:: Work to do ::
Starting from the line containing "Kindly give the mask of every instance of the sky.", write out the rest of the entries exactly, through the final line, including nothing else.

:: Stored data entries ::
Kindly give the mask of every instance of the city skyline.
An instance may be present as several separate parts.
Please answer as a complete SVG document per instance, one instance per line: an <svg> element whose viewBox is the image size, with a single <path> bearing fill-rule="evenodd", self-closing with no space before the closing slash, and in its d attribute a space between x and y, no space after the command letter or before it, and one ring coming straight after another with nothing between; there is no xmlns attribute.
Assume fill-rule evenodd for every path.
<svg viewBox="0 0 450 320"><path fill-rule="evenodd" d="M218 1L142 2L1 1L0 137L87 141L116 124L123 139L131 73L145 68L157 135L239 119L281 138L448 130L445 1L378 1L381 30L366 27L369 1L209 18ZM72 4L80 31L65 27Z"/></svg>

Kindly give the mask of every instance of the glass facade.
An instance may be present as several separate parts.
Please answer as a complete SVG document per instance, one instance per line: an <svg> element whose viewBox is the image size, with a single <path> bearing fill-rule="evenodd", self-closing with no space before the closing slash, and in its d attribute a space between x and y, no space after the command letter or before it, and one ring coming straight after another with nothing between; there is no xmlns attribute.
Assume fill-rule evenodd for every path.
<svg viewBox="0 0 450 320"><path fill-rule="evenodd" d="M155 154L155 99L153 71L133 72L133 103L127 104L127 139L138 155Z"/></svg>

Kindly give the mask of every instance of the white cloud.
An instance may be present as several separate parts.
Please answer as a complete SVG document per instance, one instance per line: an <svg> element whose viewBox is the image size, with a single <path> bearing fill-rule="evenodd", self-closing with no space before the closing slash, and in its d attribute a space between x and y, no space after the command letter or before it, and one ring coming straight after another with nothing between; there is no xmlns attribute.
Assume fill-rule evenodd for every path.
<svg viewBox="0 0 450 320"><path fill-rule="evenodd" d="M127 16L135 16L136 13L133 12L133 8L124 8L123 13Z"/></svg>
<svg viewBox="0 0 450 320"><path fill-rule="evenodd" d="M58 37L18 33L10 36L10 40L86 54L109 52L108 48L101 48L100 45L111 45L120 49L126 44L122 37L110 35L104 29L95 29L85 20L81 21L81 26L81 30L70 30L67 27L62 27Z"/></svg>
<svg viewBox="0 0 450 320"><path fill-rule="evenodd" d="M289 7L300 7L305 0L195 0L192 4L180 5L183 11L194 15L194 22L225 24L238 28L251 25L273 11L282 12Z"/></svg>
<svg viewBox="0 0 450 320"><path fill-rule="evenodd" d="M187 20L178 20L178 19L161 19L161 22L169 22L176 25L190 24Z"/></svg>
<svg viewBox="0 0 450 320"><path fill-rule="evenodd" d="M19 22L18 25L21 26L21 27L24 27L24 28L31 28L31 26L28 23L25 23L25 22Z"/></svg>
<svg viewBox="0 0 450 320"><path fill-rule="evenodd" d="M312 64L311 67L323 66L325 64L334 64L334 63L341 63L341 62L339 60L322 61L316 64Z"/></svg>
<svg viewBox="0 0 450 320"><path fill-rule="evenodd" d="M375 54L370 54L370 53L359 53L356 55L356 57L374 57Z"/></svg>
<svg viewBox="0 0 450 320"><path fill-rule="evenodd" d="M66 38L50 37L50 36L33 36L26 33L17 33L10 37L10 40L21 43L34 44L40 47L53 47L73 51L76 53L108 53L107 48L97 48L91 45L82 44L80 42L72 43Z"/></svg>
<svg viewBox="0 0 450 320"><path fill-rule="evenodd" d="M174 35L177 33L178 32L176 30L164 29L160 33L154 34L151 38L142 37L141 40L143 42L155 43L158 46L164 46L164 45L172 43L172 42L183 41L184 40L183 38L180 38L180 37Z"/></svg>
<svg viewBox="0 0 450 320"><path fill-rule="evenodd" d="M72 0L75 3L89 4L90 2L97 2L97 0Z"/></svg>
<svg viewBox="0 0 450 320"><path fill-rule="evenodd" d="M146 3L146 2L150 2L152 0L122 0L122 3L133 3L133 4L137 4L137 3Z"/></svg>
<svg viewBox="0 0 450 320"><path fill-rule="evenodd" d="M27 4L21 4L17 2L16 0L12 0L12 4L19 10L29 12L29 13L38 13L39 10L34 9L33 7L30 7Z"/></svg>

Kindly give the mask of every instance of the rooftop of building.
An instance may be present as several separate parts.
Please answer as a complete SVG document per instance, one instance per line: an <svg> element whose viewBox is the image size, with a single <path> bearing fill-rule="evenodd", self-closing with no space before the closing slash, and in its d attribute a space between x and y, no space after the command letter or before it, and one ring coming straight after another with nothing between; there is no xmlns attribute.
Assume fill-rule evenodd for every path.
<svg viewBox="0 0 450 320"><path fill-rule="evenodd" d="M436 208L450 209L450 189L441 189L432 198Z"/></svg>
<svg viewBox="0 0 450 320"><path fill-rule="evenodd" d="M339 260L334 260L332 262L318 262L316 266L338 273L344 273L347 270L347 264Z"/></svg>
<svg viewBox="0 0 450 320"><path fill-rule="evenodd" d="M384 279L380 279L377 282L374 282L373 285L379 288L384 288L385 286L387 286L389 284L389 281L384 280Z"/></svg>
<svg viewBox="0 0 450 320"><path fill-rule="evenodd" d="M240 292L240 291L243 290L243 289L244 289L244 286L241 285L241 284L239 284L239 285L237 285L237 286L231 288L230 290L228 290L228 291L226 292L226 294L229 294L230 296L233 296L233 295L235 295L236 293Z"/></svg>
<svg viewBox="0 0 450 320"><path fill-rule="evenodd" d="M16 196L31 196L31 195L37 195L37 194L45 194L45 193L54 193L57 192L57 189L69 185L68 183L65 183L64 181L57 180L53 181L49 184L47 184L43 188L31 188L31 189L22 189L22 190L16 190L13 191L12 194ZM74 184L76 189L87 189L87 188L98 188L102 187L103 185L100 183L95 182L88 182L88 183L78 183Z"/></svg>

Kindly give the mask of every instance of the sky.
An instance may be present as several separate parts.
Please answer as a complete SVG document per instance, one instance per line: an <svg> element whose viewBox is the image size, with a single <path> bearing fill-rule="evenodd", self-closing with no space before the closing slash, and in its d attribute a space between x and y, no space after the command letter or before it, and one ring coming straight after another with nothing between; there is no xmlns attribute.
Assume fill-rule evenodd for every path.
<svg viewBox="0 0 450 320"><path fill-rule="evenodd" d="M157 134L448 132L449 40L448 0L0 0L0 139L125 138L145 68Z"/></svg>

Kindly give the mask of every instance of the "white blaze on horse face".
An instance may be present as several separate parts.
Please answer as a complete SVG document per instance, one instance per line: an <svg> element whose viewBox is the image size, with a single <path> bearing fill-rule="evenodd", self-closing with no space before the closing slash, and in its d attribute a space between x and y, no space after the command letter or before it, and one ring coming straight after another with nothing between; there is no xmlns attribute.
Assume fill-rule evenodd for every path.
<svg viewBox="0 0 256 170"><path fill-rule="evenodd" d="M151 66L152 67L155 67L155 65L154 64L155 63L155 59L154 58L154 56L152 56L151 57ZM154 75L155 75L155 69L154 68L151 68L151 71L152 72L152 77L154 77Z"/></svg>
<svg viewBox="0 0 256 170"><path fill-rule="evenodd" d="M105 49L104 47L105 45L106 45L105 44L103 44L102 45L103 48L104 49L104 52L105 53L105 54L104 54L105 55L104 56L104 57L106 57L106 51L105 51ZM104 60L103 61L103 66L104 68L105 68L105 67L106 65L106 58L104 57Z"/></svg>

:: Solution ::
Kindly give the mask of every instance of the sky.
An instance may be present as several separate parts.
Please answer as a complete SVG document per instance, one instance per line: an <svg> element whose viewBox is the image size, with a single <path> bearing fill-rule="evenodd", self-closing with no space before the closing slash, and in its d attribute a space between x and y, no space after the command letter or before it, and one ring coming straight after another with nothing between; there is no xmlns attribute.
Assume fill-rule evenodd for every path.
<svg viewBox="0 0 450 320"><path fill-rule="evenodd" d="M157 134L448 132L449 40L448 0L0 0L0 139L125 138L145 68Z"/></svg>

Kindly give the mask of every instance of the "white blaze on horse face".
An instance may be present as several separate parts.
Please answer as a complete SVG document per instance, one instance per line: an <svg> element whose viewBox is the image size, with a single <path> bearing fill-rule="evenodd", self-closing with no space before the closing slash, and in its d attribute a space between x and y, no space after the command letter or before it, and one ring coming straight after another with nothing between; there is no xmlns attribute.
Assume fill-rule evenodd for every path.
<svg viewBox="0 0 256 170"><path fill-rule="evenodd" d="M151 66L152 67L155 67L155 65L154 64L155 63L155 59L154 58L154 56L152 56L151 57ZM154 75L155 75L155 69L154 68L151 68L151 71L152 72L152 77L154 77Z"/></svg>
<svg viewBox="0 0 256 170"><path fill-rule="evenodd" d="M105 49L104 47L105 45L106 45L105 44L103 44L102 45L103 48L104 49L104 52L105 53L105 54L104 54L105 55L104 56L104 57L106 57L106 51L105 51ZM104 60L103 61L103 66L104 68L105 68L105 67L106 65L106 58L104 57Z"/></svg>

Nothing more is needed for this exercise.